■ Exercise goal:
Please render the text of every row below as a numbered list, one item per line, with blank lines skipped. Leave the pictures out of your answer.

■ Listed entries:
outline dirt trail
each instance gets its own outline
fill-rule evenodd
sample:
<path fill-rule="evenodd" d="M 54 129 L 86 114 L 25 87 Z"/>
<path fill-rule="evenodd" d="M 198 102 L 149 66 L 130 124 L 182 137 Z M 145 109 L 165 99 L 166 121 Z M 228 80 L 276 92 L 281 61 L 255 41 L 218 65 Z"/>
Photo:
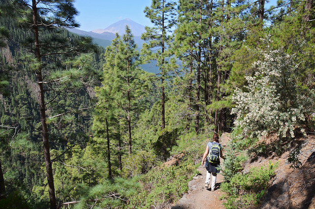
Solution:
<path fill-rule="evenodd" d="M 220 138 L 220 143 L 223 147 L 223 155 L 224 147 L 229 140 L 228 134 L 227 133 L 223 134 Z M 205 148 L 205 144 L 204 146 Z M 204 187 L 206 175 L 204 166 L 200 166 L 197 170 L 200 172 L 201 174 L 194 176 L 193 179 L 189 182 L 188 193 L 184 195 L 179 203 L 172 207 L 171 209 L 224 209 L 222 205 L 223 201 L 219 199 L 222 195 L 220 188 L 220 184 L 223 181 L 222 174 L 219 174 L 217 175 L 216 190 L 211 191 L 211 189 Z"/>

■ Solution to this problem:
1. outline dirt trail
2. each instance gets its own outline
3. fill-rule evenodd
4. sample:
5. <path fill-rule="evenodd" d="M 54 129 L 86 114 L 25 87 Z"/>
6. <path fill-rule="evenodd" d="M 198 102 L 149 66 L 130 124 L 182 137 Z M 145 109 L 165 99 L 166 121 Z M 228 80 L 276 92 L 281 61 L 255 41 L 218 65 Z"/>
7. Photo:
8. Solution:
9. <path fill-rule="evenodd" d="M 220 138 L 220 143 L 223 147 L 223 155 L 224 147 L 229 140 L 228 134 L 227 133 L 223 134 Z M 205 148 L 205 144 L 204 146 Z M 204 187 L 206 175 L 204 166 L 200 166 L 197 170 L 200 172 L 201 174 L 194 176 L 193 179 L 189 182 L 188 193 L 184 195 L 179 203 L 172 207 L 171 209 L 224 209 L 222 205 L 223 201 L 219 199 L 222 195 L 220 188 L 220 184 L 223 181 L 222 174 L 219 174 L 217 175 L 216 190 L 211 191 L 211 189 Z"/>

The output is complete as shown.